- _Task goal_
From the records below, pull out every line that contains the word "jersey", matching case exactly.

- _Records_
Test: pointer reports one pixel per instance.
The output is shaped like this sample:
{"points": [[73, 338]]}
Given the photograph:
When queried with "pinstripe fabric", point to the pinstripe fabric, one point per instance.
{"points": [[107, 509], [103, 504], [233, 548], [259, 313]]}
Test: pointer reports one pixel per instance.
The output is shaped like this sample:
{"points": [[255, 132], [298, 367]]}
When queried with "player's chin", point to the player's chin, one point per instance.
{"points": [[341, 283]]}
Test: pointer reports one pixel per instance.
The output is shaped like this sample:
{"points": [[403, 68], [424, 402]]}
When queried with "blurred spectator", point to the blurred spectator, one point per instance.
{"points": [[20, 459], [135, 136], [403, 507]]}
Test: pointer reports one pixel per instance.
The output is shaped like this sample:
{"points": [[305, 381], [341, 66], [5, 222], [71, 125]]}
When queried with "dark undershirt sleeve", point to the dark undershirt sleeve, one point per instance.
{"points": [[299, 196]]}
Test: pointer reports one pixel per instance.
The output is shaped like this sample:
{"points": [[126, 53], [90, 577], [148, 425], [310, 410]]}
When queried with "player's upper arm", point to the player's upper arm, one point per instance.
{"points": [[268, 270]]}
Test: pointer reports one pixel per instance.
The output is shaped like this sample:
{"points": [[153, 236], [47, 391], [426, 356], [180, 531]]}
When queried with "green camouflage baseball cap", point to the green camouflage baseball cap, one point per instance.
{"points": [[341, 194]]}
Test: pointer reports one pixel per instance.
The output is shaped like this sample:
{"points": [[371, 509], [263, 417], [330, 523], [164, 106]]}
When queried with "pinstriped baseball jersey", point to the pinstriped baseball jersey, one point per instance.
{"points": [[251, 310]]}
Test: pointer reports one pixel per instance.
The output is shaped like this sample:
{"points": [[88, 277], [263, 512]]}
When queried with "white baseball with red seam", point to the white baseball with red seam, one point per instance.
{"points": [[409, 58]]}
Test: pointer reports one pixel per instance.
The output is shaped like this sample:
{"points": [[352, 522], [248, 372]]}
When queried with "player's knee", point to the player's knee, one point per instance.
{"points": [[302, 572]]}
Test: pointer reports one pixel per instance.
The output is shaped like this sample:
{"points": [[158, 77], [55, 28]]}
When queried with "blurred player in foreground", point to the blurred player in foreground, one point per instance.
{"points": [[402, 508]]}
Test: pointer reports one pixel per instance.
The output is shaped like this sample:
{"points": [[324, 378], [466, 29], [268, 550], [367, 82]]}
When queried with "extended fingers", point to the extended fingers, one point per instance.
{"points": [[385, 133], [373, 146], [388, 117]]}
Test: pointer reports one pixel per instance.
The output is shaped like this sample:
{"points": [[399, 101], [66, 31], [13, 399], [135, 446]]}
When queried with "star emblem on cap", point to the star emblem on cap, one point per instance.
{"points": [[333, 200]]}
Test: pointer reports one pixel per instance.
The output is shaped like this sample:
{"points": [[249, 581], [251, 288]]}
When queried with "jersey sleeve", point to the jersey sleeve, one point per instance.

- _Written answer_
When queried with "pinstriped baseball jersey", point to the pinstriped baseball jersey, one point per instance.
When queried with "jersey sleeve", point to the jersey sleeve, one point per instance.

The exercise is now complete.